**YOUR ASSIGNMENT:** Would you please reproduce all the entries exactly, leaving the pictures out?

** Opening THE RECORDS block **

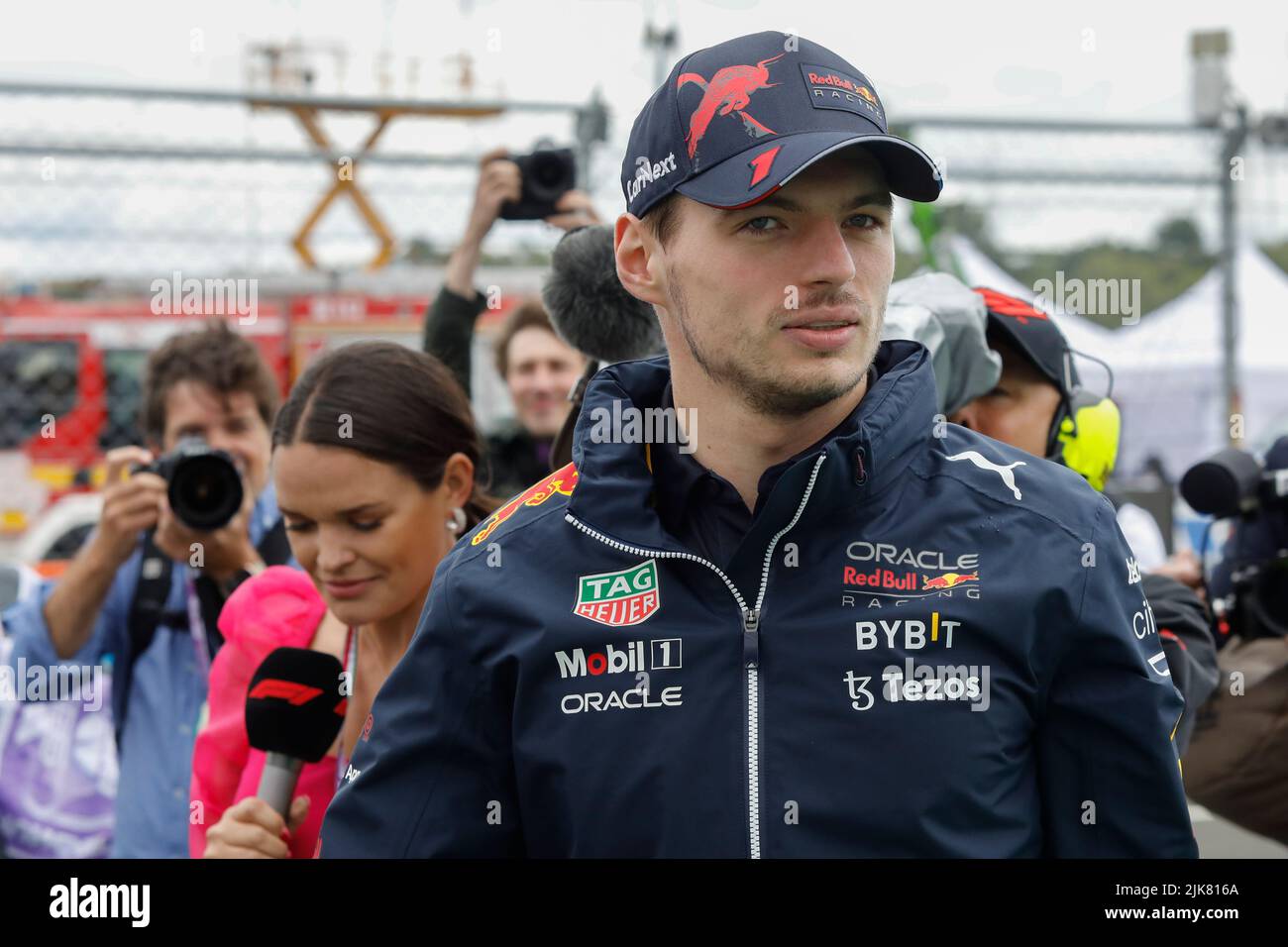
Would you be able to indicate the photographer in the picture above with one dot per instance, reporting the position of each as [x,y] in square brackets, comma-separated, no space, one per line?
[146,589]
[1236,762]
[537,367]
[1039,407]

** Closing THE RECORDS block **

**ANSWER FOR THIS EXERCISE:**
Would you be able to indicate the photographer in the picture above with one dot per instance, reporting the position of each as [x,y] in square brackets, comma-separated, no space, one per line?
[146,589]
[1236,762]
[537,367]
[1039,407]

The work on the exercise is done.